Texto fornecido »
Já existe internet, e a Skynet soa como um “plot” completamente artificial inserido em um mundo já conectado. Em vez de utilizarem as possibilidades da era da informação os roteiristas preferem se manter em um nome e o que ele representa décadas atrás, usando literalmente robôs para destruir os humanos, em uma falta de sutileza típica de filmes de ação descerebrados. Essa falta de sutileza é exatamente a marca do fim da humanidade como a conhecemos, e o filme que torna o universo de Sarah Connor em um mundo onde as lutas e batalhas são mais importantes que as ideias por trás é o verdadeiro apocalipse, ao menos para essa série de filmes.
Como se as ideias de Brancato e Ferris já não tivessem gosto duvidoso, entregar o destino da humanidade nas mãos de um garoto viciado em drogas, dotado de problemas de auto-estima e excesso de sentimentalismo não apenas trai toda a educação e treinamento especializados que sua mãe o conduziu por toda a infância, mas também a própria figura de Connor representada por Edward Furlong no segundo filme. Se o Connor de Furlong ainda na idade pré-adolescente já era independente e esperto o suficiente, mesmo com a mãe trancada em um sanatório, a continuidade que Nick Stahl nos entrega trai a persona e as capacidades já adquiridas do herói do passado, que antes hackeava caixas eletrônicos e que hoje mal sabe sair da gaiola de uma clínica veterinária, sem contar que Stahl não possui sequer uma dose do carisma de Furlong, e soa tão deslocado que sequer parece estar no filme.
Mas, voltando para o roteiro, este John Connor não é apenas contraditório, mas também não faz sentido com sua persona no futuro, e nem no presente, pois não há arco no filme que justifique sua mudança de personalidade para quem ele se tornará.

Informações fornecidas »
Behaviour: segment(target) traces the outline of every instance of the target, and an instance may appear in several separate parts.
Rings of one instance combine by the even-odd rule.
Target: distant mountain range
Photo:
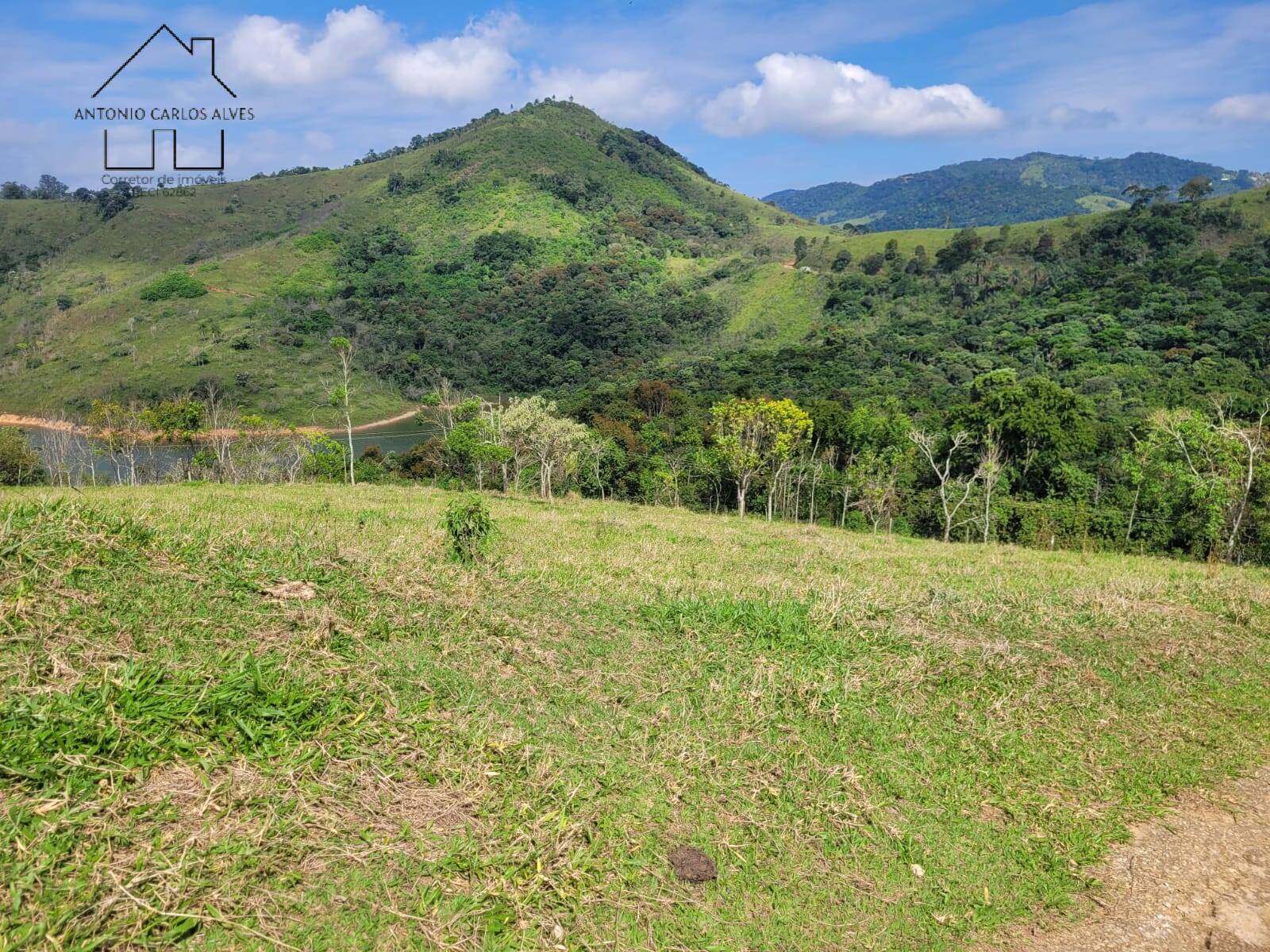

Descrição do exercício » Continue o texto sobre John Connor e a Skynet a partir do ponto em que ele termina. O material não é necessário para nenhuma das tarefas.

Resposta do exercício »
Este é um filme de ação “high-tech” com elementos de um universo já montado e que foi aqui desconstruído sem remorso, mas com grandes perdas de ideias. Há explosões e destruição suficientes para anestesiar a mente dos fãs dos efeitos, mas perde-se a violência baseada na dualidade razão e emoção, onde a razão era representada por um robô, uma criação humana paradoxalmente sem vínculos emocionais com os humanos, e a emoção um retorno ao que temos de mais importante: nossa vida.
No lugar temos a T-X, que perde o conceito-chave e ganha um “quê” de assombração misturado com gore cibernético sanitizado, assim como as mortes do filme, próximas de nenhuma e quando ocorrem seu significado visual é muito direto, como uma mão que atravessa o banco do motorista para alcançar o volante. O que significa? Exatamente o que acabei de descrever, e nada mais.
Exterminador do Futuro 3 e outros filmes iniciam uma era de blockbusters que aproveitam os restos do progresso tecnológico catapultados por pessoas como James Cameron e George Lucas. Mais tarde, uma década depois, essa mesma tendência sofrerá uma inflação previsível nas mãos de uma mega-corporação que unirá franquias de filmes do espaço, super-heróis e fantasias recontadas sem personalidade em um conglomerado bilionário e onipresente nas mentes dos jovens que começa a nos fazer lembrar novamente de como era desafiador conceber uma vilã tão invisível, poderosa e impessoal quanto a Skynet.
“Terminator 3: Rise of the Machines” (EUA/Ale/UK, 2003), escrito por John Brancato e Michael Ferris, dirigido por Jonathan Mostow, com Arnold Schwarzenegger, Kristanna Loken, Nick Stahl e Claire Danes.